*SOURCE PASSAGE*
○ ○ ○

Reputation: 509
I have a list of words that I want to group into sentences. The data is currently in this format:
df <- data_frame(word = c("I'm", "going", "to", "be", "sick", "I", "want", "to", "go", "home"),
stop = c(FALSE, FALSE, FALSE, FALSE, TRUE, FALSE, FALSE, FALSE, FALSE, TRUE))
I want to sequentially label each sentence after each stop word into a new column such that the data looks like this:
df2 <- data_frame(word = c("I'm", "going", "to", "be", "sick", "I", "want", "to", "go", "home"),
stop = c(FALSE, FALSE, FALSE, FALSE, TRUE, FALSE, FALSE, FALSE, FALSE, TRUE),
num = c(1, 1, 1, 1, 1, 2, 2, 2, 2, 2))
Any quick ways to do this? Thanks!
Upvotes: 2
Views: 78
Reputation: 6532
library(tidyverse)
df %>% mutate(num = cumsum(lag(stop, default = FALSE))+1)
# A tibble: 10 x 3
word stop num
<chr> <lgl> <dbl>
1 I'm FALSE 1.
2 going FALSE 1.
3 to FALSE 1.
4 be FALSE 1.
5 sick TRUE 1.
6 I FALSE 2.
7 want FALSE 2.
8 to FALSE 2.
9 go FALSE 2.
10 home TRUE 2.
Upvotes: 4
Reputation: 43169
You could easily write a small function:
sent <- function(x) {
result <- vector(length = length(x))
n <- 1
for (i in seq_along(x)) {
result[i] <- n
if (x[i] == TRUE) {
n <- n+1
}
}
return(result)
}
df %>%
mutate(num = sent(stop))
Which yields:
# A tibble: 10 x 3
word stop num
<chr> <lgl> <dbl>
1 I'm FALSE 1.
2 going FALSE 1.
3 to FALSE 1.
4 be FALSE 1.
5 sick TRUE 1.
6 I FALSE 2.
7 want FALSE 2.
8 to FALSE 2.
9 go FALSE 2.
10 home TRUE 2.
Upvotes: 0
Reputation: 11490
This works with your Data. Not sure if this is a general solution for you:
f$num <- f$stop %>% dplyr::lag(default = 0) %>% cumsum %>% {. + 1}
> f
# # A tibble: 10 x 3
# word stop num
# <chr> <lgl> <dbl>
# 1 I'm FALSE 1.
# 2 going FALSE 1.
# 3 to FALSE 1.
# 4 be FALSE 1.
# 5 sick TRUE 1.
# 6 I FALSE 2.
# 7 want FALSE 2.
# 8 to FALSE 2.
# 9 go FALSE 2.
#10 home TRUE 2.
Upvotes: 1

○ ○ ○

[Items in a dataset]
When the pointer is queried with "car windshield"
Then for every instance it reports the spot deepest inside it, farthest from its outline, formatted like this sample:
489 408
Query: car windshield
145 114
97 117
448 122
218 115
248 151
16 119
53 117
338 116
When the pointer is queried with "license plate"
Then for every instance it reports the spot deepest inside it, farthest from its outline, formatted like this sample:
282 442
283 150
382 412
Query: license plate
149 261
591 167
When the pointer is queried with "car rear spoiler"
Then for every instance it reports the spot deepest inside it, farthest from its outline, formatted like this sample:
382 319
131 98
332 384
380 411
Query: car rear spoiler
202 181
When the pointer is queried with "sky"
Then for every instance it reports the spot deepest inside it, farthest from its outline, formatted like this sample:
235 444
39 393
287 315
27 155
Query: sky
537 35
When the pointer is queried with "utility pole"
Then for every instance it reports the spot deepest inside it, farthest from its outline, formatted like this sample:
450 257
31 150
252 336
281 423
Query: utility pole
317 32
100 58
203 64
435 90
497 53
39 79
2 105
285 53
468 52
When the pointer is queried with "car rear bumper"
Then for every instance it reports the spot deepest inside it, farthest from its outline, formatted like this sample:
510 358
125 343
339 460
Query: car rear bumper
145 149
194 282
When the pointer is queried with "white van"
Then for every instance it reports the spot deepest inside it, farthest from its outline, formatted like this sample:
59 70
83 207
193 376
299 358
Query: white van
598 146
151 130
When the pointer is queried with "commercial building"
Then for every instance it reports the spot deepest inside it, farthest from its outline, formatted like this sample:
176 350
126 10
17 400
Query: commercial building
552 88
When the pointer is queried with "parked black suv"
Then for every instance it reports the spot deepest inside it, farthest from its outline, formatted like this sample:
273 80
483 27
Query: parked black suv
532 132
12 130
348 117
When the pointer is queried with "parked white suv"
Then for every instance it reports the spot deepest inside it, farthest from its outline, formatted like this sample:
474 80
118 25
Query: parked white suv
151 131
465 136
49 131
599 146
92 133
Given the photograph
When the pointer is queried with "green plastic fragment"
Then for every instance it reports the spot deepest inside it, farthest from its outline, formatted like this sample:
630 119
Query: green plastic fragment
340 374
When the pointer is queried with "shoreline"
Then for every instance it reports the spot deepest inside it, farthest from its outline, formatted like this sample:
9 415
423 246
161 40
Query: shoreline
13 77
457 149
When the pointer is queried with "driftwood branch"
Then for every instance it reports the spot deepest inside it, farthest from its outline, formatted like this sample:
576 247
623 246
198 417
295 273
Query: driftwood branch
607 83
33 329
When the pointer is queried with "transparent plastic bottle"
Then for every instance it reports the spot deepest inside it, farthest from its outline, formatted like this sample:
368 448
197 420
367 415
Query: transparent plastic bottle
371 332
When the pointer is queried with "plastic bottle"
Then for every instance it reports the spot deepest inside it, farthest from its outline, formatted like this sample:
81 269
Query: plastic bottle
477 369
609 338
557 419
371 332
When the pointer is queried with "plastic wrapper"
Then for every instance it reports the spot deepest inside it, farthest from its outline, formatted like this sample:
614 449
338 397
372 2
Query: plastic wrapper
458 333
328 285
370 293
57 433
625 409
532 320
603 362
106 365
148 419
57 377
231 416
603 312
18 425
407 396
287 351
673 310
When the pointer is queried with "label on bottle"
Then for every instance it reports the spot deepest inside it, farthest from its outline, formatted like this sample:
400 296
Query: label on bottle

○ ○ ○

Check each statement against the forum thread on numbering sentences in R, giving yes or no and quoting the deciding words of the thread. (a) The asker wants the new column to be named num. (b) In the small function, n is increased before it is stored in result[i]. (c) The answerer whose reply has 1 upvote says the code is a general solution.

(a) Yes: "num = c(1, 1, 1, 1, 1, 2, 2, 2, 2, 2)"
(b) No: "result[i] <- n" comes before "n <- n+1"
(c) No: "Not sure if this is a general solution for you"